VORLIEGENDER TEXT
• • • • •

Wie Low-Code die Produktivität steigert, verrät Martin Otten, Director Sales DACH und Continental Europe bei OutSystems, der TRENDREPORT-Redaktion.

Herr Otten, bahnt sich mit der Low-Code-Technologie eine neue Ära der Software-Entwicklung an?

Es gibt definitiv kein Zurück mehr. Der Low-Code-Markt ist derzeit eines der am schnellsten wachsenden IT-Segmente, das, wie verschiedene IT-Analysten prognostizieren, in den kommenden Jahren auf einen Umsatz von mehr als 25 Milliarden US-Dollar weltweit wachsen wird. OutSystems hat seine Mitarbeiterzahl im Vergleich zum Vorjahr mehr als verdoppelt, um der wachsenden Nachfrage des Marktes nach Low-Code-Plattformen gerecht zu werden. Viele Unternehmen kämpfen mit ihren digitalen Initiativen und Fortschritten, die sie auf Grundlage der traditionellen Bereitstellung von Anwendungen und Apps erzielt haben. Gründe dafür liegen in fehlenden Ressourcen, insbesondere hochqualifizierte Entwickler, um die wachsende Nachfrage bedienen zu können. Herkömmliche Bereitstellungsformen mit großen Systemintegratoren und hochkomplexen, arbeitsintensiven Technologien sind nicht mehr gefragt, da sie keine Möglichkeit zur Beschleunigung bieten.

• • • • •

ENTNOMMENES MATERIAL

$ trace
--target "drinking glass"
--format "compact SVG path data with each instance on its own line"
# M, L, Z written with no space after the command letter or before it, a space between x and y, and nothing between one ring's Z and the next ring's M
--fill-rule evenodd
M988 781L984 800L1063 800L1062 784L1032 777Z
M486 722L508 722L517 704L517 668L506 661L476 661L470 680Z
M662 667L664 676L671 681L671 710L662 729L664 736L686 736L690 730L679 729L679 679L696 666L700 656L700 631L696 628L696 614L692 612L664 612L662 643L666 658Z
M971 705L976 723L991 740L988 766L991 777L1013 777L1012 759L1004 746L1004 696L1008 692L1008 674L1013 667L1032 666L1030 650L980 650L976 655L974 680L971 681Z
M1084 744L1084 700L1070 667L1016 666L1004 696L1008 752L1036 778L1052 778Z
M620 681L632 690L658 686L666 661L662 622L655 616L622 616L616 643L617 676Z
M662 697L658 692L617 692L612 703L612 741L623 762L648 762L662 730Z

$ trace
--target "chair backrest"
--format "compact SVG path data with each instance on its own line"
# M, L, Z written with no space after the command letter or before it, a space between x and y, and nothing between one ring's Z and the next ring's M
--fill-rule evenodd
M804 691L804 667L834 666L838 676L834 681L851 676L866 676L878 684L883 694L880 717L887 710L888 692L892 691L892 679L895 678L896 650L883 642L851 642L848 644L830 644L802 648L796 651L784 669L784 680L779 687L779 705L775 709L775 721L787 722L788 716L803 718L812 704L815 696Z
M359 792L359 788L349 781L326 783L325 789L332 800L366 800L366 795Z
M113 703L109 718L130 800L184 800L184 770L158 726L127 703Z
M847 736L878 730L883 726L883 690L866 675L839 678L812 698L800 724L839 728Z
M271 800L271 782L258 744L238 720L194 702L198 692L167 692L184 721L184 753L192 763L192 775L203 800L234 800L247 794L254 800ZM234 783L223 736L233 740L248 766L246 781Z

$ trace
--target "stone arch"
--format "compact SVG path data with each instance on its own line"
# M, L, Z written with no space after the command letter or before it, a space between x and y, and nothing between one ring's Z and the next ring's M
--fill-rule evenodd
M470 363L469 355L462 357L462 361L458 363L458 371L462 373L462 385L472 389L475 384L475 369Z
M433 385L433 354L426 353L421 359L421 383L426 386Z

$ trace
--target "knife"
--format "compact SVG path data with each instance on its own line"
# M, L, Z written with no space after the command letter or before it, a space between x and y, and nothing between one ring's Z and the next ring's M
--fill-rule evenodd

• • • • •

DEINE AUFGABE
Gib den Abschnitt aus dem Interview über Low-Code, der mit den Worten „Wie Low-Code die“ anfängt und mit „der Software-Entwicklung an?“ schließt, erneut wieder und tausche dabei „Produktivität“ gegen „Effizienz“. Die Einträge stammen aus einer anderen Quelle als der Text.

VOLLSTÄNDIGE ANTWORT
Wie Low-Code die Effizienz steigert, verrät Martin Otten, Director Sales DACH und Continental Europe bei OutSystems, der TRENDREPORT-Redaktion.

Herr Otten, bahnt sich mit der Low-Code-Technologie eine neue Ära der Software-Entwicklung an?